(Location identification entries)
[Start]
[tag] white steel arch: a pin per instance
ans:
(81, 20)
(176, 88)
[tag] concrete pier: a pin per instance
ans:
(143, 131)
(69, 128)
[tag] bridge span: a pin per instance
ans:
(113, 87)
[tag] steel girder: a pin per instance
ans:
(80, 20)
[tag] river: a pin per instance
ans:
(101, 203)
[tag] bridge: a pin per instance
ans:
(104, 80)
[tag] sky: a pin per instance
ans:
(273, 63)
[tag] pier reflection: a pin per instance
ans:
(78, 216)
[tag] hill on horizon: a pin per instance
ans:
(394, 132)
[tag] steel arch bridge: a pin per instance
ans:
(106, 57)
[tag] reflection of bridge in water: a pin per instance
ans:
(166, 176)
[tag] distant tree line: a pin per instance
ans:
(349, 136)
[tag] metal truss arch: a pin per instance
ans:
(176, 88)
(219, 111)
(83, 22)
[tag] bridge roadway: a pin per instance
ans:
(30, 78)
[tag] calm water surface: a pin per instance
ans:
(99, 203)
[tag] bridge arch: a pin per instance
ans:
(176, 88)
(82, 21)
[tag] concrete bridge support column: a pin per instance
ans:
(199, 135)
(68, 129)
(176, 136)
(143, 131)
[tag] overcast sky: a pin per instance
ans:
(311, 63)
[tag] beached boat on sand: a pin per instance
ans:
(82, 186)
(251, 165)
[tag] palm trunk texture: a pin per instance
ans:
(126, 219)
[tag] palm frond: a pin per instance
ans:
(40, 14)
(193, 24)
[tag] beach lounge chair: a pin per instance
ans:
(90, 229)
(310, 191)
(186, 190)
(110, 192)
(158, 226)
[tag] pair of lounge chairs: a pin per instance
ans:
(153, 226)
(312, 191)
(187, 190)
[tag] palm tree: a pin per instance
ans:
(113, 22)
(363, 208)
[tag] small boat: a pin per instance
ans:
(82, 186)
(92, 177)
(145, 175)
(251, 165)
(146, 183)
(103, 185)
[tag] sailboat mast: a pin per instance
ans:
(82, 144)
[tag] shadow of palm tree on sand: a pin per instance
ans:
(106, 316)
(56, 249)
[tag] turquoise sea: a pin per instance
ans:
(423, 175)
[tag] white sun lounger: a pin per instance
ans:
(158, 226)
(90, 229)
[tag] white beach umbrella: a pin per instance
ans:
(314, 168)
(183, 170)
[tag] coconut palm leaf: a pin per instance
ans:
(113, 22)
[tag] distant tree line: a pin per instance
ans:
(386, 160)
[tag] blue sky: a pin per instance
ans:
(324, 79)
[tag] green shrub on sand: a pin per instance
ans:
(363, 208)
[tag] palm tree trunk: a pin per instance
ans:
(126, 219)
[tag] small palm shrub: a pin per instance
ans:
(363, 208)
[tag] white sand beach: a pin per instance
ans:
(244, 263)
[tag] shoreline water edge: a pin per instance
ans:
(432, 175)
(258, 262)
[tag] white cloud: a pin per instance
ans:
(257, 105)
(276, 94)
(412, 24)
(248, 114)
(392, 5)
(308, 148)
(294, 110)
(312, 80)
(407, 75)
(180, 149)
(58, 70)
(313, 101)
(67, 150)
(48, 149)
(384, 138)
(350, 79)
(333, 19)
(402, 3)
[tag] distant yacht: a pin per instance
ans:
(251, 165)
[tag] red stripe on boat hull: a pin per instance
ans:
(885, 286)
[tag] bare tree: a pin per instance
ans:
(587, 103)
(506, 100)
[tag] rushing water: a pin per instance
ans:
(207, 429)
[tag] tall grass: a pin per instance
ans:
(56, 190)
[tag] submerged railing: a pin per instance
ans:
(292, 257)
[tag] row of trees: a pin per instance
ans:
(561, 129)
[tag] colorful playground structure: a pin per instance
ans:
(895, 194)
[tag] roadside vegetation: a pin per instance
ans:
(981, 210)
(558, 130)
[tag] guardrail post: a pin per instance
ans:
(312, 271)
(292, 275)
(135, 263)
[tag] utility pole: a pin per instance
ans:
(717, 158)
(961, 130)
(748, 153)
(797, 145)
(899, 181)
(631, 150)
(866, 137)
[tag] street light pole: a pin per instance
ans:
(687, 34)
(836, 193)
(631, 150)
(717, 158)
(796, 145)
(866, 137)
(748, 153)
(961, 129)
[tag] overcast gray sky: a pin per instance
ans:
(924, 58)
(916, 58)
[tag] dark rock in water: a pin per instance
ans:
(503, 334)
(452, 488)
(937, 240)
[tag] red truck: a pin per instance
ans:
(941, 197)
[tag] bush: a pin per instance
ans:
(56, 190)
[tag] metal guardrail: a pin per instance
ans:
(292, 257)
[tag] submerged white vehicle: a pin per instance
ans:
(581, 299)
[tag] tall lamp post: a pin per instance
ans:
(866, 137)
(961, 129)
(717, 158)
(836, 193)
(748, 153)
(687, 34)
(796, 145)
[End]
### What is needed
Turn the entries above into a two-column CSV with the headers "label" and "points", one row per entry. Put each entry's text and its answer in a single quoted field each, with line breaks replaced by spaces.

### Complete answer
label,points
"[tag] white steel arch: a pin per instance ans:","(81, 20) (176, 88)"
"[tag] concrete pier: a pin per instance ans:","(143, 131) (69, 128)"
"[tag] bridge span: a pin per instance ans:","(113, 87)"
"[tag] steel girder: a pin per instance ans:","(80, 20)"
"[tag] river: a pin per instance ans:","(101, 203)"
"[tag] bridge: a pin per instance ans:","(104, 80)"
"[tag] sky: a pin per instance ans:","(273, 63)"
"[tag] pier reflection: a pin per instance ans:","(78, 216)"
"[tag] hill on horizon: a pin per instance ans:","(394, 132)"
"[tag] steel arch bridge: a pin per instance ans:","(106, 57)"
"[tag] reflection of bridge in water: a pin per instance ans:","(166, 176)"
"[tag] distant tree line: a pin per instance ans:","(349, 136)"
"[tag] metal truss arch: a pin per instance ans:","(176, 88) (219, 111) (83, 22)"
"[tag] bridge roadway: a pin per instance ans:","(30, 78)"
"[tag] calm water surface: a pin per instance ans:","(99, 203)"
"[tag] bridge arch: a pin per instance ans:","(176, 88) (82, 21)"
"[tag] concrete bridge support column: a pin per instance ans:","(199, 135) (68, 129) (176, 136) (143, 131)"
"[tag] overcast sky: a pin per instance ans:","(311, 63)"
"[tag] beached boat on sand: a pin per instance ans:","(82, 186) (251, 165)"
"[tag] palm trunk texture: a pin per instance ans:","(126, 219)"
"[tag] palm frond: a pin per instance ans:","(40, 14) (193, 24)"
"[tag] beach lounge chair: a pin per instance ans:","(90, 229) (310, 191) (186, 190) (110, 192) (158, 226)"
"[tag] pair of lounge chairs: a pin per instance ans:","(153, 226) (312, 191) (187, 190)"
"[tag] palm tree: a pin per instance ans:","(113, 22) (363, 208)"
"[tag] small boat: a pin per instance ans:","(82, 186) (92, 177) (145, 175) (251, 165) (146, 183) (103, 185)"
"[tag] sailboat mast: a pin per instance ans:","(82, 144)"
"[tag] shadow of palm tree on sand: a pin per instance ans:","(106, 316) (56, 249)"
"[tag] turquoise sea: a pin per instance ans:","(423, 175)"
"[tag] white sun lounger: a pin per instance ans:","(158, 226) (90, 229)"
"[tag] white beach umbrella: a pin per instance ans:","(314, 168) (183, 170)"
"[tag] coconut palm leaf: a pin per instance ans:","(113, 22)"
"[tag] distant tree line: a pin per instance ans:","(386, 160)"
"[tag] blue sky: a pin per instance ans:","(324, 79)"
"[tag] green shrub on sand: a pin per instance ans:","(363, 208)"
"[tag] palm tree trunk: a pin per instance ans:","(126, 219)"
"[tag] small palm shrub: a pin per instance ans:","(363, 208)"
"[tag] white sand beach: a pin per instance ans:","(244, 263)"
"[tag] shoreline water edge: a pin per instance ans:","(432, 175) (258, 262)"
"[tag] white cloud: a pin per instance ans:","(257, 105) (276, 94) (412, 24) (248, 114) (392, 5) (308, 148) (294, 110) (312, 80) (407, 75) (180, 149) (58, 70) (313, 101) (67, 150) (48, 149) (384, 138) (350, 79) (333, 19) (402, 3)"
"[tag] distant yacht: a pin per instance ans:","(251, 165)"
"[tag] red stripe on boat hull: a pin per instance ans:","(885, 286)"
"[tag] bare tree: a pin per instance ans:","(587, 103) (506, 100)"
"[tag] rushing water: a pin per instance ans:","(207, 429)"
"[tag] tall grass: a pin per instance ans:","(56, 190)"
"[tag] submerged railing: a pin per instance ans:","(292, 257)"
"[tag] row of trees: a pin per instance ans:","(561, 129)"
"[tag] colorful playground structure: a pin per instance ans:","(895, 194)"
"[tag] roadside vegetation: a pin per instance ans:","(981, 210) (558, 130)"
"[tag] guardrail post: a pin per instance ans:","(312, 271) (292, 275) (135, 263)"
"[tag] utility pole: a pin per instance ans:","(717, 158) (961, 130) (748, 153) (797, 145) (899, 181) (631, 150) (866, 137)"
"[tag] street light pole: a pin per instance ans:","(687, 34) (836, 193) (631, 150) (717, 158) (796, 145) (866, 137) (748, 153) (961, 129)"
"[tag] overcast gray sky: a pin per instance ans:","(924, 58) (916, 58)"
"[tag] dark rock in water: a pin per instance ans:","(503, 334) (452, 488) (937, 240)"
"[tag] red truck: a pin per instance ans:","(941, 197)"
"[tag] bush: a pin per instance ans:","(56, 190)"
"[tag] metal guardrail: a pin per instance ans:","(292, 257)"
"[tag] submerged white vehicle: a pin per instance ans:","(581, 299)"
"[tag] tall lamp post: a pin per instance ans:","(866, 137) (961, 129) (717, 158) (836, 193) (748, 153) (687, 34) (796, 145)"